▶ Study questions:
1. Translate this sentence from the research profile below into Spanish: "To date our research suggests that loss of SFRP1 is a critical early change that can identify women at high risk for developing proliferative lesions."
2. Carry on the research profile below, picking up after its final sentence.

▶ Excerpt:

Sallie S. Schneider
Research areas include cancer (breast, ovarian, melanoma), analysis of histological effects and toxicities of therapeutics, nutraceutical development and testing, primary tissue and cell culture, cell signaling, and cell therapy.
My research group is primarily interested is in studying the signaling pathways that control abnormal development in the mammary gland and proteins/pathways that sensitize or target cancer cells to death. To this end my group focuses their studies in several areas 1) identification of earlier biomarkers for cancer risk or tumor development; 2) understanding the role of lifestyle choices and environmental exposures on gene expression and metabolic changes in the human breast; and 3) studying the impact of immune changes on cancer risk.
I am currently the Director of the Biospecimen Resource and Molecular Analysis Facility at the Pioneer Valley Life Sciences Institute. I have worked to collect a significant tissue resource of frozen and fixed normal breast tissue and I am currently re-directing some of my energies to create liaisons between researchers and surgeons to facilitate tissue collection for many types of research. I have used this resource for studying the role of Secreted Frizzled Related Protein family members in regulating cancer susceptibility in the breast as well as understanding pathways to human breast cancer susceptibility affected by parity, age and obesity. To date our research suggests that loss of SFRP1 is a critical early change that can identify women at high risk for developing proliferative lesions. Knock down and knock out studies have shown that loss of this protein makes cell resistant to apoptosis.

▶ Data provided:
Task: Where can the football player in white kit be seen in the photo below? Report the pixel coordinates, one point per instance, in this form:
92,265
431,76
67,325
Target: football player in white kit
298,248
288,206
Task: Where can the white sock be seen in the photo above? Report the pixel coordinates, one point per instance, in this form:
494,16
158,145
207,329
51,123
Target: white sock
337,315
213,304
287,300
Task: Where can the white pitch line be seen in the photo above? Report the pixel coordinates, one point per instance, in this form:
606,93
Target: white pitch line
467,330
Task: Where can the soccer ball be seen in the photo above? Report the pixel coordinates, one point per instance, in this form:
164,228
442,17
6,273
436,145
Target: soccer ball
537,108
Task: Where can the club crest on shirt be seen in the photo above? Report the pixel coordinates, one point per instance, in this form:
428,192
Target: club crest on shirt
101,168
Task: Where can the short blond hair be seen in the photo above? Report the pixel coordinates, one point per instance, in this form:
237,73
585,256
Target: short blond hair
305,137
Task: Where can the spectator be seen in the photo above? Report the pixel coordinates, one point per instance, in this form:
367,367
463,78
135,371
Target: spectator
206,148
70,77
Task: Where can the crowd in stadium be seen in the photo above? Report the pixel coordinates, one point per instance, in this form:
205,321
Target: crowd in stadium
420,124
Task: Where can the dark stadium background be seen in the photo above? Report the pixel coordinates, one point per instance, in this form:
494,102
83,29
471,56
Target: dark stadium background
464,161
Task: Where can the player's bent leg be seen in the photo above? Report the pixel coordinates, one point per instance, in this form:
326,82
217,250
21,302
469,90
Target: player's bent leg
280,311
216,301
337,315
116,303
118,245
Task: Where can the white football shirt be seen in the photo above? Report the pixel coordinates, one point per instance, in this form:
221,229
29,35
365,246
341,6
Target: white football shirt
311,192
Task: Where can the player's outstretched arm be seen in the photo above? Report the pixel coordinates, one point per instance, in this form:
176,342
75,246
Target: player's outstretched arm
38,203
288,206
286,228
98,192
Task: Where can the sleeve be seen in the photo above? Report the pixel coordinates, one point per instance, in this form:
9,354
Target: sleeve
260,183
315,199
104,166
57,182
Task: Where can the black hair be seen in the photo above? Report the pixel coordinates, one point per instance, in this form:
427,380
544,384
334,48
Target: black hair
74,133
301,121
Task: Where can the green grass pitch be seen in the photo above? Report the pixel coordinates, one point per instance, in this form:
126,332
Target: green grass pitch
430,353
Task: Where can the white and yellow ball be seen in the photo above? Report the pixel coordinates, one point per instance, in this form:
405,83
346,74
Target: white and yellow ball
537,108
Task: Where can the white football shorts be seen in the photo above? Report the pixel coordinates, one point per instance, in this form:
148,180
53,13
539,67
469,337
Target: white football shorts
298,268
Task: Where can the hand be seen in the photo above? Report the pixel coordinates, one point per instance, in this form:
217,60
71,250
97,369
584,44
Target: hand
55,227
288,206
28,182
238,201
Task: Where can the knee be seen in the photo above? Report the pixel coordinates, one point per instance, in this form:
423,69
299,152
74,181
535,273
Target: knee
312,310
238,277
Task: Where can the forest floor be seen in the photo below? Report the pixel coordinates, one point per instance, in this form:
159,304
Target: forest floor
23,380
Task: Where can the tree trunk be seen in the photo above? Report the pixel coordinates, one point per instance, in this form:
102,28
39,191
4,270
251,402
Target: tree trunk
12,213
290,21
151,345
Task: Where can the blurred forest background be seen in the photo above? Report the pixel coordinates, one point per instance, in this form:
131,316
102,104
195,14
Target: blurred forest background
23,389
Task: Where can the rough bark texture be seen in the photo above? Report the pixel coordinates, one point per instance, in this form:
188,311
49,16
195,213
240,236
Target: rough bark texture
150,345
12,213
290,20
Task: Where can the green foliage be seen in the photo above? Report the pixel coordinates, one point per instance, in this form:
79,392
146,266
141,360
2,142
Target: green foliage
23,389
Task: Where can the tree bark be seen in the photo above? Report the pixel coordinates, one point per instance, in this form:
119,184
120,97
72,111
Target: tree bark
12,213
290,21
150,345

▶ Answers given:
1. Hasta la fecha, nuestra investigación sugiere que la pérdida de SFRP1 es un cambio temprano crítico que puede identificar a las mujeres con alto riesgo de desarrollar lesiones proliferativas.

2.
I have also used the human tissue bank to identify genetic, epigenetic and metabolic signatures associated with cancer risk factors in humans. I have been studying the inter-individual variation in responses to endocrine disrupting chemicals, such as oxybenzone. In particular we are interested in how it might prime the immune system to react in manners which might help the progression of cancer. Our data on parity in humans suggest that pregnancy may impart protection against cancer development through a stress-induced preconditioning which improves DNA repair as well as defense through immunological and anti-oxidative mechanisms.